> **Your goal**
Continue the editorial on Cuba's fiber optic cable from the point where it stops.

> **Selected passage**
☆ ☆ ☆ ☆ ☆ ☆ ☆

01/22/13 - La Alborada (Washington, DC) - Editorial: The fiber optic cable will not change Cuba's Internet overnight
The media is abuzz with the news that the fiber optic cable that runs from Venezuela under the Caribbean Sea to Cuba is now in use. The typical report indicates that it is being used for downloading only, not uploading data. Implicitly or explicitly, the reports make it appear that whether a different use is made depends only the government's disposition to turn a switch on or off. That is nowhere near reality.
Most Internet users in the US depend on DSL connections. These come into a home or apartment through little boxes, modems, which connect to existing phone lines or to wire cables that can provide telephone and TV service as well as Internet. Those wires and cables are made of copper. Connecting them to computing equipment is not much of a challenge.
Fiber optic cable is quite different: it's a very thin strand of material that transmits light, not electrons. Despite its small diameter, fiber optic cable carries much more data, much faster. However, it requires special amplification along the way, and special connectors. There are over 80 styles of connectors and about a dozen ways to install them, and none of these methods are as simple as traditional connect-the-wires procedures.
Fiber optic cable has been installed in the cities of developed countries through a maze of underground conduits. The cabling runs to nodes in neighborhoods or areas from which the signals are converted to copper wiring, which is then brought into homes. As installations develop, it has become possible also to run the fiber optic cable directly to the end user's home, which requires the use of a special receiver and finally a connection to a computer. That is not yet the standard.
DSL can handle Megabits per second; fiber optic cable can provide bandwidth in Gigabits. Most Internet users in Cuba, however, are not even at the level of DSL. They use the old (by US standards) dial-up 59k (kilobits) modems.
"Turning on" the fiber optic cable along the length of the island, if it is already laid out this way, does absolutely nothing for Internet users in Cuba unless the cable can be first distributed at least to nodes established throughout each city, and then connected by copper to existing equipment in particular homes. An alternative is to rig wi-fi broadcasting equipment throughout the country, but then all computers would have to be wi-fi ready. The Isle of Youth represents a different challenge, as it would need yet another underwater cable to connect it to the main island.

☆ ☆ ☆ ☆ ☆ ☆ ☆

> **Recorded information**
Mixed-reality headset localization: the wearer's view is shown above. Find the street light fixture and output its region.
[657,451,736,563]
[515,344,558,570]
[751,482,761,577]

☆ ☆ ☆ ☆ ☆ ☆ ☆

> **Output**
How expensive would these options be? Is the state to subsidize the costs? How realistic is the prospect of importing the equipment needed when so much of the hardware and software involved is likely to be prohibited to Cuba by the blockade?
It is incorrect, even deceitful, to promote the idea that Cuba is now able to simply decide to allow computer users to use the fiber optic signal, as if it were a matter of providing an access code. Widespread access to the fiber optic signal will require widespread upgrading of the existing public conduits and end-user equipment.
At the same time, Cuba still faces the rebuilding of houses affected by hurricanes, and a shortage of living units overall. New economic measures are intended to raise production and eventually incomes, thus facilitating the purchase of the needed upgrades, but, in the meantime, Internet on fiber optic cable is not a real option for all users.
The transition to higher speeds and broader bandwidth will continue, of course, but it won't be instantaneous. The fiber optic signal may well be directed first to hospitals, schools, tourist facilities, and similar public institutions.
None of this is likely to be explained in mass media reports concerning the fiber optic cable now connected to Cuba.